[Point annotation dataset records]
□ □ □ □ □

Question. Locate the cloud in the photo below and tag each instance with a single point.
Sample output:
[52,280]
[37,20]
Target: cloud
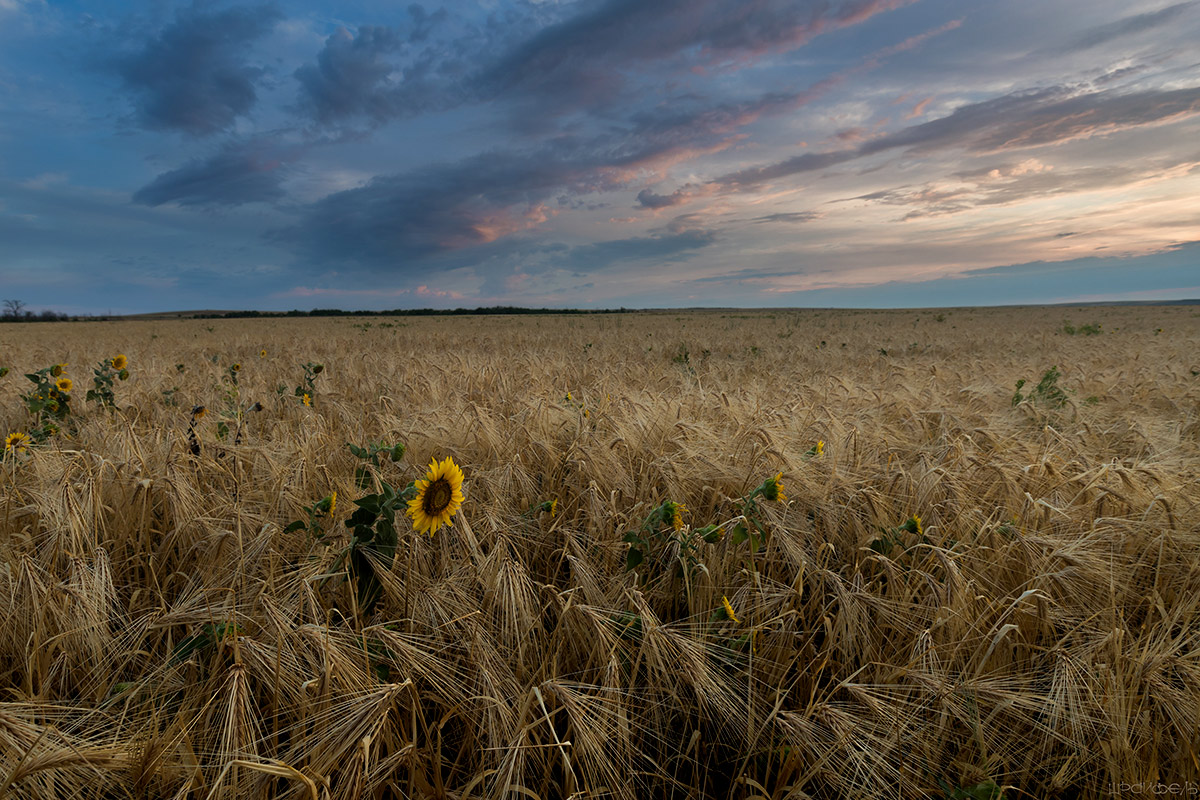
[1018,120]
[1020,181]
[352,76]
[793,217]
[195,76]
[666,247]
[234,176]
[373,73]
[579,50]
[435,209]
[1128,25]
[648,199]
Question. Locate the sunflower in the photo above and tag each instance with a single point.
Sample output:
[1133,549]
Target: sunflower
[438,497]
[672,512]
[773,488]
[729,609]
[16,443]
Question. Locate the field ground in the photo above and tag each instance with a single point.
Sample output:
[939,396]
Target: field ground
[957,595]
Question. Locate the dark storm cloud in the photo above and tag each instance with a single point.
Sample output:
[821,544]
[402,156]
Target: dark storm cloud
[1026,119]
[351,76]
[435,209]
[583,52]
[492,194]
[582,62]
[1133,24]
[648,199]
[233,176]
[361,74]
[193,77]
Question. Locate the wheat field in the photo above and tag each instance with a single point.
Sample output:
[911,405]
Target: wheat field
[955,596]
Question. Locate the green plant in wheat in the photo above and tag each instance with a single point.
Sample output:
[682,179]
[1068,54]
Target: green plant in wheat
[899,536]
[105,374]
[1048,392]
[49,401]
[306,391]
[663,536]
[319,510]
[234,410]
[372,533]
[750,527]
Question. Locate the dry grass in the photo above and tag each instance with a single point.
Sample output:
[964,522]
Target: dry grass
[1043,633]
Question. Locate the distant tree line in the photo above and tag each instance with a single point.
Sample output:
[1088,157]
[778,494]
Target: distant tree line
[411,312]
[15,312]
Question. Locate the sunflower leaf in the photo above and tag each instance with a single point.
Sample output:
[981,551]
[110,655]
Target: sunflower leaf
[634,558]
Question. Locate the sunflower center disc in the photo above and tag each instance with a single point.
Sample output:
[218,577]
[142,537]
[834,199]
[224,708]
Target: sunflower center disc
[437,497]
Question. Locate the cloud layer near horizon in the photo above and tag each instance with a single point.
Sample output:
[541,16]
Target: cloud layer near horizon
[591,152]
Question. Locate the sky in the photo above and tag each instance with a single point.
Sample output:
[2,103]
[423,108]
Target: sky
[597,154]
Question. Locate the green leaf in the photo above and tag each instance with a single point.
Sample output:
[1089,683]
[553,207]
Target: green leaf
[634,558]
[361,518]
[361,477]
[189,645]
[372,503]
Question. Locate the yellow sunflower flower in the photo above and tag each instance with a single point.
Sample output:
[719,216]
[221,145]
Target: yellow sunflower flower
[16,443]
[729,609]
[438,497]
[673,511]
[773,488]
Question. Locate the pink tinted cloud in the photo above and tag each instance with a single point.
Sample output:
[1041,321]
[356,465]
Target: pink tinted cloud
[355,294]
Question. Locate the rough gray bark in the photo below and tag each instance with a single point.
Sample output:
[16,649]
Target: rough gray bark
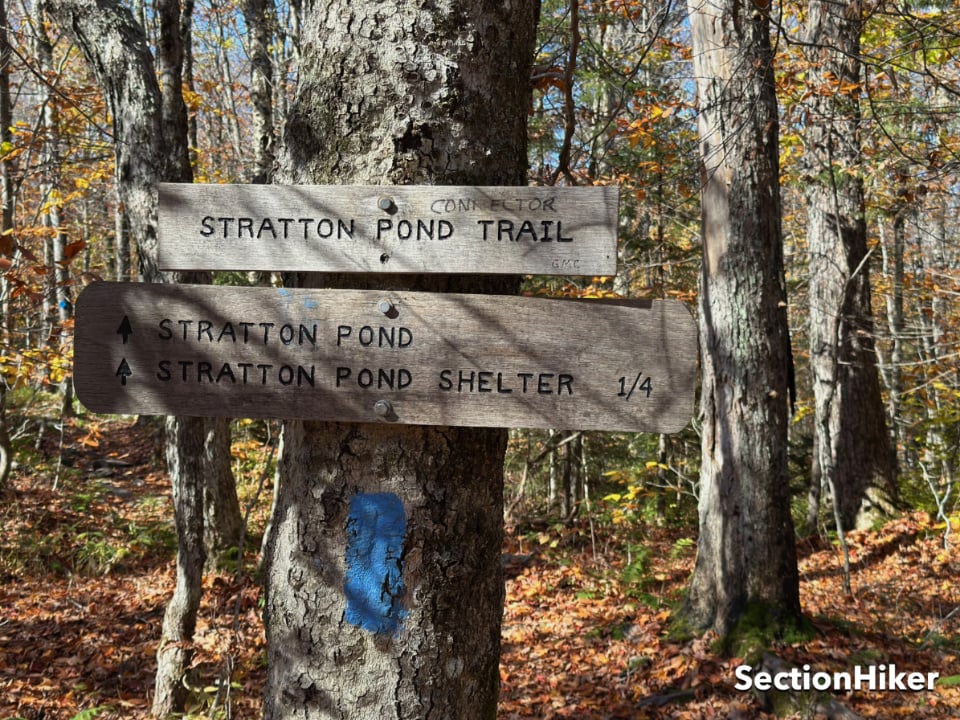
[6,225]
[259,16]
[113,43]
[746,554]
[397,93]
[855,459]
[150,143]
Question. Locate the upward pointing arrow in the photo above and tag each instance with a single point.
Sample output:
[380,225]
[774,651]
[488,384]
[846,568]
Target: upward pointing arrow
[125,329]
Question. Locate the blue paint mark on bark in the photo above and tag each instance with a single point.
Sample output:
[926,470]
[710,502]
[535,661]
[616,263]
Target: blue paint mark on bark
[376,527]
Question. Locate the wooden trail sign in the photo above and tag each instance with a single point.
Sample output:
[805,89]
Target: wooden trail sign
[382,356]
[389,229]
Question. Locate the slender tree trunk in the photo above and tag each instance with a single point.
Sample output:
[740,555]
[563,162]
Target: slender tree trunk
[396,93]
[259,16]
[746,554]
[855,459]
[151,146]
[60,304]
[6,226]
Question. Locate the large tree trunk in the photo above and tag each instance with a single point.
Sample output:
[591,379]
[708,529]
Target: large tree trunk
[396,93]
[746,554]
[855,458]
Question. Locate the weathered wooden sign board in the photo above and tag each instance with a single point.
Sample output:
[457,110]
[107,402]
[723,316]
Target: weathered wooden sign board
[392,229]
[380,356]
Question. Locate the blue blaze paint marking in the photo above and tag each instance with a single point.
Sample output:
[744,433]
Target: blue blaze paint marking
[376,527]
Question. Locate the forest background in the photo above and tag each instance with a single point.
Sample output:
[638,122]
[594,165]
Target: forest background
[613,104]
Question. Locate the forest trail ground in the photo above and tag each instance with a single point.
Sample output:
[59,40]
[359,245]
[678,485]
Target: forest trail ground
[87,568]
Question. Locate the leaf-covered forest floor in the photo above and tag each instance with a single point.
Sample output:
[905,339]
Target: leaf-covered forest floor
[86,569]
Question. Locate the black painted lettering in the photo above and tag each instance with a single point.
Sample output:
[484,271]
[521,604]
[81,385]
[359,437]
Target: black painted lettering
[526,231]
[245,367]
[386,378]
[266,331]
[543,384]
[263,367]
[305,222]
[485,224]
[445,382]
[266,226]
[309,334]
[465,381]
[227,332]
[545,224]
[324,228]
[204,369]
[484,381]
[207,228]
[226,373]
[304,376]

□ □ □ □ □

| Instructions for the task |
Transcribe every line from the records above without alteration, and leave out the images.

| Answer below |
Question. Locate the cloud in the photo below and tag each instance with a single point.
Sample output:
[52,280]
[37,20]
Target: cloud
[1018,120]
[1020,181]
[352,76]
[793,217]
[195,76]
[666,247]
[234,176]
[373,73]
[579,50]
[435,209]
[1128,25]
[648,199]
Question. Locate the sunflower in the photo above and tag each instance with a single point.
Sample output:
[1133,549]
Target: sunflower
[438,497]
[672,512]
[773,488]
[729,609]
[16,443]
Question. Locate the field ground in the photo above and tag each instance with a single point.
Sample output:
[939,396]
Target: field ground
[957,595]
Question. Locate the dark storm cloud in the photo above and tag each instance with a single point.
Sample output:
[821,544]
[402,156]
Target: dark storm cloud
[1026,119]
[351,76]
[435,209]
[583,52]
[492,194]
[582,62]
[1133,24]
[648,199]
[233,176]
[361,74]
[193,77]
Question. Locate the wheat field in the photo above and tag each instance with a single point.
Sample output:
[911,405]
Target: wheat field
[955,596]
Question. Locate the green plant in wheat in the photo above and tag each instance with a single point.
Sample output:
[682,179]
[1068,54]
Target: green plant in wheat
[899,536]
[105,374]
[1048,392]
[49,401]
[306,391]
[663,536]
[319,510]
[234,410]
[372,533]
[750,527]
Question. Locate the dry grass in the photo above and tag each instance with a single point.
Sample output:
[964,522]
Target: dry grass
[1043,633]
Question. Locate the distant tree line in the photo above and tag each instance with a single point.
Sample output:
[1088,157]
[778,494]
Target: distant tree line
[411,312]
[15,312]
Question. Locate the sunflower leaf in the photo above and tag each instance with a single point.
Sample output:
[981,551]
[110,655]
Target: sunflower leaf
[634,558]
Question. Locate the sunflower center disc in the photo above and tag each instance with a single point.
Sample output:
[218,577]
[142,537]
[834,199]
[224,708]
Target: sunflower center disc
[437,497]
Question. Locate the cloud layer near horizon in the photo above and tag each instance with a single point.
Sample output:
[541,16]
Target: cloud layer near horizon
[591,152]
Question. Locate the sky in the photo above and tag each instance with a single point.
Sample output:
[2,103]
[423,108]
Target: sky
[597,154]
Question. Locate the green leaf in the photo above and tag each instance with a single point.
Sample output:
[1089,683]
[553,207]
Target: green leaf
[634,558]
[361,518]
[361,477]
[189,645]
[372,503]
Question. Locate the yellow sunflower flower in the photo above and tag each instance with a single point.
Sample output:
[719,216]
[221,145]
Target: yellow sunflower flower
[16,443]
[729,609]
[438,497]
[673,511]
[773,488]
Question. Locate the pink tinted cloud in the photo above and tag each instance with a single point.
Sample output:
[1041,321]
[356,465]
Target: pink tinted cloud
[355,294]
Question. Locate the rough gray bark in the photo below and tag each instance with a single point.
Sample output:
[16,649]
Target: rough gray bark
[6,225]
[259,16]
[113,43]
[746,554]
[397,93]
[855,459]
[150,143]
Question. Locate the upward pointing arrow in the photo above and tag each instance with a single point.
Sample output:
[380,225]
[774,651]
[488,384]
[846,568]
Target: upward pointing arrow
[125,329]
Question. Locate the blue paint mark on bark in the photo above and tag each instance with a single point.
Sample output:
[926,470]
[710,502]
[535,661]
[616,263]
Target: blue paint mark on bark
[376,527]
Question. Locate the wooden trail sign in the photo above and tag each instance with a single point.
Sample output:
[805,89]
Target: wooden trail sign
[382,356]
[389,229]
Question. Locate the slender tree trunk in the photo above and tag each instance with a single point.
Sample output:
[740,555]
[563,162]
Target: slender tree trunk
[396,93]
[259,16]
[746,554]
[855,459]
[151,146]
[60,304]
[6,226]
Question. Locate the large tree trunk in the photo above and tag each instance with a single point.
Sample output:
[591,379]
[708,529]
Target: large tree trunk
[396,93]
[746,554]
[855,458]
Question. Locate the weathered wooden sign board in the photo above and tag each instance with a single point.
Sample output:
[457,110]
[107,402]
[723,316]
Target: weathered wooden sign board
[392,229]
[380,356]
Question. Locate the blue blaze paint marking in the photo above and tag each instance with a single point.
Sample output:
[744,433]
Target: blue blaze paint marking
[376,527]
Question. Locate the forest background in the photo above and tag each instance with a single point.
Sample output:
[638,122]
[594,165]
Target: forest background
[613,104]
Question. Locate the forest trail ground in the photo above and tag each instance with a single point.
Sample output:
[59,40]
[359,245]
[678,485]
Target: forest trail ground
[87,568]
Question. Locate the leaf-covered forest floor in the photo above and tag each instance with a single point.
Sample output:
[905,339]
Target: leaf-covered forest floor
[86,569]
Question. Locate the black painted lettering in the photo above and tag each instance with a single point.
Sample output:
[484,271]
[521,604]
[81,385]
[359,437]
Target: black painted lettering
[526,231]
[245,367]
[386,378]
[266,331]
[543,384]
[263,367]
[305,222]
[485,224]
[445,382]
[266,226]
[309,334]
[465,381]
[227,332]
[545,224]
[324,228]
[204,369]
[484,381]
[207,228]
[226,373]
[304,376]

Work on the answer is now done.